Confinar la pandemia
En España parece imposible disponer de un ámbito democrático compartido, como ocurre en otros países europeos
Es triste que en España no hayamos conseguido aún crear un espacio público democrático, ni de izquierda ni de derecha, en el que puedan coincidir, y coincidan, los votantes del PSOE, del Partido Popular, de ERC o de Unidas Podemos, del PNV y de Ciudadanos, o simplemente todos los ciudadanos convencidos de que la democracia exige proteger el funcionamiento de sus instituciones. Ha habido muchas ocasiones para observar que sin ese espacio político común resulta muy difícil hacer frente al futuro y a las grandes crisis que periódicamente aquejan a nuestra sociedad, por motivos internos o externos. Se pudo pensar que la aparición de la covid-19, con su impresionante reguero de decenas de miles de muertos y enfermos y con la terrible crisis social que llevará aparejada, conduciría finalmente a los responsables políticos a cerrar y defender ese espacio democrático común, en el que “confinar” la pandemia. Pero ha sido una vana esperanza. En España parece imposible disponer de un ámbito democrático compartido, como ocurre en otros países europeos.
No se conseguirá por la fuerza de ninguna ley, pero sigue siendo algo tan importante que los ciudadanos demócratas no deberían convalidar y dar por olvidada esa necesidad, sino comprender que sigue siendo uno de nuestros problemas más inquietantes. Todavía necesitamos ese espacio y todavía figura en el debe de la democracia española. Es esa carencia la que está en la raíz de tantos problemas actuales y es ella la responsable de que, una y otra vez, agotadoramente, el funcionamiento de las instituciones esté en mitad de la batalla política.
Fue posiblemente durante los primeros 25 primeros años de la transición cuando se estuvo más cerca de lograr ese compromiso elemental. Quizás el último gesto destinado a construir ese espacio común fue la proposición no de ley aprobada sin ninguna voz en contra, por unanimidad, en la Comisión Constitucional del Congreso, en noviembre de 2002, en la que se establecía: “Nadie puede sentirse legitimado, como ocurrió en el pasado, para utilizar la violencia con la finalidad de imponer sus convicciones políticas y establecer regímenes totalitarios contrarios a la libertad y dignidad de todos los ciudadanos, lo que merece la condena y repulsa de nuestra sociedad democrática”. Fue también el último intento de apartar la memoria del debate político, donde nunca debió situarse. Y en ese camino la responsabilidad del Partido Popular ha sido y es grande. La izquierda, en esos primeros 25 años, hizo su clara aportación, comprendiendo que no se trataba de compartir la memoria (que es individual, personal) sino de contribuir al espacio público democrático de forma voluntaria y consciente. El Partido Popular renunció rápidamente a ello. Es el PP el que debería sentirse obligado a votar hoy contra la desaparición de los nombres de Indalecio Prieto o Francisco Largo Caballero del callejero de Madrid, simplemente porque fueron miembros de gobiernos legítima y democráticamente constituidos.

### Ejercicio A:
Responde con los datos del artículo sobre el espacio democrático compartido:
(i) ¿Qué acontecimiento se pensó que llevaría a los responsables políticos a defender ese espacio democrático común?
(ii) ¿Qué órgano aprobó por unanimidad la proposición no de ley y en qué mes y año?
(iii) ¿Qué dos nombres del callejero de Madrid menciona el artículo?
### Ejercicio B:
Prolonga el artículo sobre el espacio democrático compartido a partir de su última oración.

### Material proporcionado:
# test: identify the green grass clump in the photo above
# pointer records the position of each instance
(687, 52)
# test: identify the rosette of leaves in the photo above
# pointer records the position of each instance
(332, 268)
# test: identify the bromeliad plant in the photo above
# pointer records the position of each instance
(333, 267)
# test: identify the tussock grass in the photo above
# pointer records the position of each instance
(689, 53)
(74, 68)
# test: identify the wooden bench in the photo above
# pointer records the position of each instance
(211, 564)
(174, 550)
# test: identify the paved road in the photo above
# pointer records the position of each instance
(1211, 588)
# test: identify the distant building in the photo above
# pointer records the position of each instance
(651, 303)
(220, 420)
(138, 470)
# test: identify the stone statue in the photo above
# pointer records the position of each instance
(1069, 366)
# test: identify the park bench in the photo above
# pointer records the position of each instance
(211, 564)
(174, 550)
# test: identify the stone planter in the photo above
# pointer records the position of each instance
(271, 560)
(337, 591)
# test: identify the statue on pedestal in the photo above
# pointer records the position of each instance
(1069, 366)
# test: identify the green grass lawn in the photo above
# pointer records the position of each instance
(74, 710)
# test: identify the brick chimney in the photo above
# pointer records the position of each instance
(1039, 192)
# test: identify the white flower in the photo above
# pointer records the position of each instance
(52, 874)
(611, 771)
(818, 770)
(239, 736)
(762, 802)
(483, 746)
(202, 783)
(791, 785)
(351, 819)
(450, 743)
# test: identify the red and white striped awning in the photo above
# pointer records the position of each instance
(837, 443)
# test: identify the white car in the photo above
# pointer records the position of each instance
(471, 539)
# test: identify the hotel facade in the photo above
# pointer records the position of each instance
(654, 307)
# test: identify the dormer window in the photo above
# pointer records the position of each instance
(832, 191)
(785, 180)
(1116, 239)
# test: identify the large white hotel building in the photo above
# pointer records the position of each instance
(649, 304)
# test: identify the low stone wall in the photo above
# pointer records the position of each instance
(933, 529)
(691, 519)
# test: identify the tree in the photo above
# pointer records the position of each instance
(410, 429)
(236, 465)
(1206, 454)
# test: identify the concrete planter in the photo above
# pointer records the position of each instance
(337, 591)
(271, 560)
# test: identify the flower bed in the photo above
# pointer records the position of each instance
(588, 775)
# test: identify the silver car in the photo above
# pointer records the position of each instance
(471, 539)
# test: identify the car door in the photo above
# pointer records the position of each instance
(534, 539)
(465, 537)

### Respuesta A:
(i) La aparición de la covid-19.
(ii) La Comisión Constitucional del Congreso, en noviembre de 2002.
(iii) Indalecio Prieto y Francisco Largo Caballero.

### Respuesta B:
El camino recorrido en los últimos veinte años ha ido en dirección contraria. La izquierda se ha acomodado y ha olvidado, encantada, esa tarea y la derecha ha profundizado su rabiosa negativa a aceptar esa responsabilidad. Y así, paso a paso, hemos llegado a esta situación lamentable en la que no existe un espacio democrático compartido ni tan siquiera para hacer frente a una pandemia. Todo entra en una lucha política a garrotazos, nada cae fuera de unas técnicas que tienen como único objeto mejorar la comercialización (o rendimiento electoral) de un “producto”. Se apela a la responsabilidad individual de los ciudadanos mientras los poderes públicos contribuyen a una confusión continua. Desde hace semanas, las autoridades de la Comunidad de Madrid (PP y Ciudadanos), con más habitantes que Noruega o Dinamarca, toman sus decisiones bajo el extraordinario lema “a ver qué pasa”, que tanto éxito tuvo en su día entre las autoridades catalanas. Enredados en debates políticos y jurídicos inexplicables, los residentes en Madrid mantienen sobriamente, como pueden, el acreditado espíritu de resistencia de la ciudad. ¡Bien por ellos!